WHAT IS NEEDED:
Nothing may be changed. Give the entries below again exactly.

(RECORDS SHOWN)

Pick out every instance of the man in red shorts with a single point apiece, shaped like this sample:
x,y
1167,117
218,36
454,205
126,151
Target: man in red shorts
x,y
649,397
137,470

(End RECORDS SHOWN)

SOLVED EXERCISE:
Pick out every instance of the man in red shorts with a single point apiece, shaped like this sample:
x,y
1167,117
218,36
454,205
126,151
Target: man in red shorts
x,y
649,397
137,470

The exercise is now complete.